Passage provided Block Start
Trend #4: Increase in Technology that Measures our Health and Wellness
The pandemic also brought mental health into the limelight, forcing consumers to actively strategize ways to manage their rising levels of sleeplessness, anxiety and depression. Mindfulness apps surged in the wake of the pandemic, with one app, Calm, seeing 100% growth in the year 2020. Many of these apps pivoted to grow their business and accommodate the new needs of consumers.
Headspace, a meditation and sleep app, offered free memberships to front-line medical professionals and first responders. Another app, Sleep Cycle, offered premium Sleep Aid content for free amidst the stress of the pandemic. This was a great marketing tactic to introduce new customers to the app with access to the full repository of sleep data that they wouldn’t normally get with a free membership. Consumers found that these apps offered them a way to feel calm and connected in times where levels of stress, anxiety and depression were skyrocketing. They’ve acted as a grounding force in seemingly uncertain times, and the use of these apps is not going anywhere.
Trend #5: Pet Technology Devices
With the increased time of solitude during the pandemic, many people adopted pets to fill the companionship hole. Research shows that an estimated 11.38 million US households got a new pet during the pandemic. However, now that pet owners are going back to work in-person, they are turning to pet technology devices to ensure that their pets are safe at home. The rise in the adoption of rescue pets in the U.S. coupled with the increasing awareness for pets’ mental and physical health has been a primary growth driver in the pet tech market. North America was solely responsible for more than 55% of the global pet tech industry share due to the high purchasing power of millennials, and the market expects to see substantial growth in the future.
Passage provided Block End
--- Tasks for this exercise ---
1. Decide whether each statement agrees with the technology trends passage, answering yes or no and quoting the words from the passage that settle it: (a) Calm grew by 100% in 2020. (b) Headspace gave away its premium Sleep Aid content for free during the pandemic. (c) North America held more than 55% of the global pet tech industry share.
2. Go on with the technology trends passage, picking up after its final sentence.
None of the stored data is needed for this work.
Information supplied Block Start
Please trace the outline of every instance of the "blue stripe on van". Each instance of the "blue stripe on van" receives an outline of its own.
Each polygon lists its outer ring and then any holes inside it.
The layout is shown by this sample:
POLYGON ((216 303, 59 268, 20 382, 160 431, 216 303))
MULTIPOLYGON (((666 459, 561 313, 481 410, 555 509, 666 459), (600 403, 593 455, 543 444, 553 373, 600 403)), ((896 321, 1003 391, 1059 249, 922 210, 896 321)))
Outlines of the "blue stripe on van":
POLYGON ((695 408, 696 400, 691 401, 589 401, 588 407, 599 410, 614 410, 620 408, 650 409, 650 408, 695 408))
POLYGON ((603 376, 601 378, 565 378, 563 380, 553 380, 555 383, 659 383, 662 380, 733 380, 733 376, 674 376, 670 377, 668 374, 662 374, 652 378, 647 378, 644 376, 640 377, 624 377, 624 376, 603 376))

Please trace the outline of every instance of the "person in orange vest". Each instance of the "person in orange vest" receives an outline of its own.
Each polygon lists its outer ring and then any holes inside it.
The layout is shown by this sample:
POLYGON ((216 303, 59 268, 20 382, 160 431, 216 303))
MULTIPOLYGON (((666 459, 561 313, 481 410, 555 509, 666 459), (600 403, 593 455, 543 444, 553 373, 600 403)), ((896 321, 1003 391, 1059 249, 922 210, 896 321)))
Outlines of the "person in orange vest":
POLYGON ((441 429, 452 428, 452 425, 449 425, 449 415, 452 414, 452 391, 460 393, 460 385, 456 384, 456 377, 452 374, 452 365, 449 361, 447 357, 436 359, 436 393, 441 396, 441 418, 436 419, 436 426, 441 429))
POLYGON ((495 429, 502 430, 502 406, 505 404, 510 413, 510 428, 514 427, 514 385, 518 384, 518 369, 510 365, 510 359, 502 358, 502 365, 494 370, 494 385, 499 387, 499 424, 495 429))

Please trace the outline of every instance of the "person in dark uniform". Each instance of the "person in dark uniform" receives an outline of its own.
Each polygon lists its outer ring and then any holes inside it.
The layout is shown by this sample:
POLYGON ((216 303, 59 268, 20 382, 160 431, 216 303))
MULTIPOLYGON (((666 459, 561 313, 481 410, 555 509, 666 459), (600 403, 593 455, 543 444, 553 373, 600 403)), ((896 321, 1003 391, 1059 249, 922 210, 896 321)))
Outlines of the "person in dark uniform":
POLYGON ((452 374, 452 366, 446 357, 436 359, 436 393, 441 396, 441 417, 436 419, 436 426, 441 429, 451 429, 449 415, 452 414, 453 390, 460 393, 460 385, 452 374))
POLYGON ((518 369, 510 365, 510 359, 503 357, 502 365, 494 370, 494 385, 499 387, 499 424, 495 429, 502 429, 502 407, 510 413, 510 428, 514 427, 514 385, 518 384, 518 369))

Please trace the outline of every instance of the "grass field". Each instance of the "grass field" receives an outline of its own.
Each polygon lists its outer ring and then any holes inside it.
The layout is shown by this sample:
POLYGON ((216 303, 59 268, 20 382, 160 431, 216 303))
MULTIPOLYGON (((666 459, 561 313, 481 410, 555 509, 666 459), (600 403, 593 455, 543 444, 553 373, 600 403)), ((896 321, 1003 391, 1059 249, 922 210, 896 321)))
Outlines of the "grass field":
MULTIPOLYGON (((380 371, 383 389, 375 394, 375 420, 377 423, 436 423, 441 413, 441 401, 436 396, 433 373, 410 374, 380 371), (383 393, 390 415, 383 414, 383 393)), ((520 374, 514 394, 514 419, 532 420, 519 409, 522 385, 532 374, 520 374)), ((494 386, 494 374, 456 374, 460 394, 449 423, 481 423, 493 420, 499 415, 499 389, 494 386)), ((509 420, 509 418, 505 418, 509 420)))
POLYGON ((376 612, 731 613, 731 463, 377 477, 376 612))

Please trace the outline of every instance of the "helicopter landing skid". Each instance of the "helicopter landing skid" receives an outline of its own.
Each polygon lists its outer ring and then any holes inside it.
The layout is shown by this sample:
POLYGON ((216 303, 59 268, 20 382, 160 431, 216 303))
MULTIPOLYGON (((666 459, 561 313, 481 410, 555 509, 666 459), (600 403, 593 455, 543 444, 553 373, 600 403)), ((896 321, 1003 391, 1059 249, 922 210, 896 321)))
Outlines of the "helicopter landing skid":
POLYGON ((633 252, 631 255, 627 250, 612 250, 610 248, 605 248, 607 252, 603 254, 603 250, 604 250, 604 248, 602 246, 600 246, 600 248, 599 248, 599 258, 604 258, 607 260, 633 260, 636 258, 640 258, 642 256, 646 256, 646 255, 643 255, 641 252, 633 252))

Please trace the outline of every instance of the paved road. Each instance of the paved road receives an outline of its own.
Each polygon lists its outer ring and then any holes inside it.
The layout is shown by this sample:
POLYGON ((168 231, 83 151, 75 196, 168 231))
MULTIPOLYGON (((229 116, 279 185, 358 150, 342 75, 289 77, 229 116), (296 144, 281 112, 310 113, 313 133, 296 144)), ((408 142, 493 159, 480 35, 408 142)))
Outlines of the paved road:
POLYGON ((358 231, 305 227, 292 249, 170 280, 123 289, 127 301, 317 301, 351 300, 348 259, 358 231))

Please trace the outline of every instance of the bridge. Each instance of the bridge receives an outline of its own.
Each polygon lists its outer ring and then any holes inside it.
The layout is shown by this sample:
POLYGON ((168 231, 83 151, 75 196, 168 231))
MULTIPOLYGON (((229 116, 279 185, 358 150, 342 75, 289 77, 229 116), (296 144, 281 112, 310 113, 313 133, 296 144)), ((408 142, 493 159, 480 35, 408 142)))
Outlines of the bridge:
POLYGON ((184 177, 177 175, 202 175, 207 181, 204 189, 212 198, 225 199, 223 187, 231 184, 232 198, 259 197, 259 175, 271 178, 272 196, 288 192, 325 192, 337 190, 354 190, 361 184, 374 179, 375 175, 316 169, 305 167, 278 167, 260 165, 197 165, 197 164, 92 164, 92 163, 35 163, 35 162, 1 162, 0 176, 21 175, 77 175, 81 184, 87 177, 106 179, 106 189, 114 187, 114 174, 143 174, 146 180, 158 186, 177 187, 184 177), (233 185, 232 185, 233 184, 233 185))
Information supplied Block End
--- Task results ---
1.
(a) Yes: "with one app, Calm, seeing 100% growth in the year 2020"
(b) No: "Another app, Sleep Cycle, offered premium Sleep Aid content for free"
(c) Yes: "North America was solely responsible for more than 55% of the global pet tech industry share"

2.
We expect that pet items such as smart collars, pet cameras and automatic feeding devices will continue to grow as owners return back to work and leave their pets at home alone. A study conducted by Global Market Insights found that the US pet tech market is set to expand at 16% CAGR through 2027. As pet owners place more emphasis on their pet’s health and wellbeing, there will be a rise in consumer spending in the pet tech market. In 2020, the worldwide pet tech market value was over $5.5 billion, but is expected to expand to 22% CAGR up to 2027, with its expansion being primarily driven by the increased emphasis on pet health, safety and wellbeing.
Two high schoolers, Karan Dalal and Arnuv Tandon, used the pandemic as a time to innovate, developing PetCode, a startup business in the pet technology world. PetCode is a QR tag that virtualizes pet information. The conception of this startup pet tech business further shows that the pet tech industry is here to stay – young entrepreneurs are looking to personal problems and pain points that need solving, and many of them don’t need to look farther than their own pets.
Despite the drastic changes that occurred during the pandemic, the ability of these five industries to pivot and adapt to challenges has allowed them to thrive post-pandemic. We do not expect the change to stop, so the importance of innovation and new products to achieve long-term success cannot be overstated. Consumers stay committed to brands that continuously adapt to meet their needs. That part will never change.